### Prompt 1
Please repeat the saved data entries below word for word, starting at the line that contains "</instance>" and ending with the final line of those entries, both ends included.

### Excerpt provided
Photo from my personal archive Ⓒ Jarkyn Omurbekova
Review of available Literature on fashion design, fashion, and their influence
A number of new, theoretical approaches and studies of fashion, fashion design, and the study of dress have appeared, casting new light on the issue of stylistic change as shaped by social, political, and cultural processes, and demonstrating links between the embodied self and social history. (Maynard 2000)
For example, Maynard states that (2000) “Australian designers like Kee and Jackson were attempting, partly through referencing indigenous (aboriginal) motifs and cultural 'borrowings', to offer supposedly timeless and 'genuine' clothing alternatives outside the framework and cycles of novelty endemic to orthodox Western fashion. These options were for the relatively wealthy consumer but soon flowed into everyday consumption and the tourist market. «In the early 1970s, the political climate of the Whitlam government, elected in 1972, fostered new encouragement to artists as a way of strengthening national identity. (Maynard 2000) At that moment two Australian designers Jenny Kee and Linda Jackson inaugurated the innovative Flamingo Park boutique in Sydney. These two designers, and others, too, became invigorated through contact with what they considered to be timeless, spiritually uplifting 'grassroots' design, namely Australian indigenous art, artifacts, and textiles. (Maynard 2000)

### Prompt 2
Transcribe the passage on fashion design above verbatim, starting at "Photo from my" and ending at "history. (Maynard 2000)".

### Saved data entries

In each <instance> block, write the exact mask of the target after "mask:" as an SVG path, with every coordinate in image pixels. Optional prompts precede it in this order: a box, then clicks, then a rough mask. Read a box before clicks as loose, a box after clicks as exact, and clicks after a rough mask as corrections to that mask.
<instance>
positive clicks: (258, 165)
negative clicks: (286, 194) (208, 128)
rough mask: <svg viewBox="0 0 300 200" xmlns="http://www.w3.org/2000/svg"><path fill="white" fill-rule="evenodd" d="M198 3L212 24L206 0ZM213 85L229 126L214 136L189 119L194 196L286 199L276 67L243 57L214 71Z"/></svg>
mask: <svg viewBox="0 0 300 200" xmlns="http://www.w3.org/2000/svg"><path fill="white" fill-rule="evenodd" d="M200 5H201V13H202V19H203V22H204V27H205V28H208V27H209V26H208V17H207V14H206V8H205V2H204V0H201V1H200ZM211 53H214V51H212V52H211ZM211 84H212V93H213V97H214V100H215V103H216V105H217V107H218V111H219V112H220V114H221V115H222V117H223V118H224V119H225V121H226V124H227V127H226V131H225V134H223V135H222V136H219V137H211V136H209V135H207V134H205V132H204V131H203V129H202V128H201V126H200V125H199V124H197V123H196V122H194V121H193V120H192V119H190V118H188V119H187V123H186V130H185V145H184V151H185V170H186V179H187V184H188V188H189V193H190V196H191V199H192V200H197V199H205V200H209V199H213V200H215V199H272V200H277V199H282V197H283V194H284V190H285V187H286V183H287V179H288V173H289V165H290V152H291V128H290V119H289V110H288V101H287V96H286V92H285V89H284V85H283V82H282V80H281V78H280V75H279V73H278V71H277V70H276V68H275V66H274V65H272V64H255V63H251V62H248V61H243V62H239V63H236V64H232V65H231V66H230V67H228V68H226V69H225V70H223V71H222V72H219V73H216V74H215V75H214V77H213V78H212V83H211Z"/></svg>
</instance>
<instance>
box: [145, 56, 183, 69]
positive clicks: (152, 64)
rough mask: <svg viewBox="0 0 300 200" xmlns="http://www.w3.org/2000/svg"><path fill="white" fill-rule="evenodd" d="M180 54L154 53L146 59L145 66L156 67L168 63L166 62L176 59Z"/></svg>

### Response box 1
</instance>
<instance>
box: [145, 56, 183, 69]
positive clicks: (152, 64)
rough mask: <svg viewBox="0 0 300 200" xmlns="http://www.w3.org/2000/svg"><path fill="white" fill-rule="evenodd" d="M180 54L154 53L146 59L145 66L156 67L168 63L166 62L176 59Z"/></svg>

### Response box 2
Photo from my personal archive Ⓒ Jarkyn Omurbekova
Review of available Literature on fashion design, fashion, and their influence
A number of new, theoretical approaches and studies of fashion, fashion design, and the study of dress have appeared, casting new light on the issue of stylistic change as shaped by social, political, and cultural processes, and demonstrating links between the embodied self and social history. (Maynard 2000)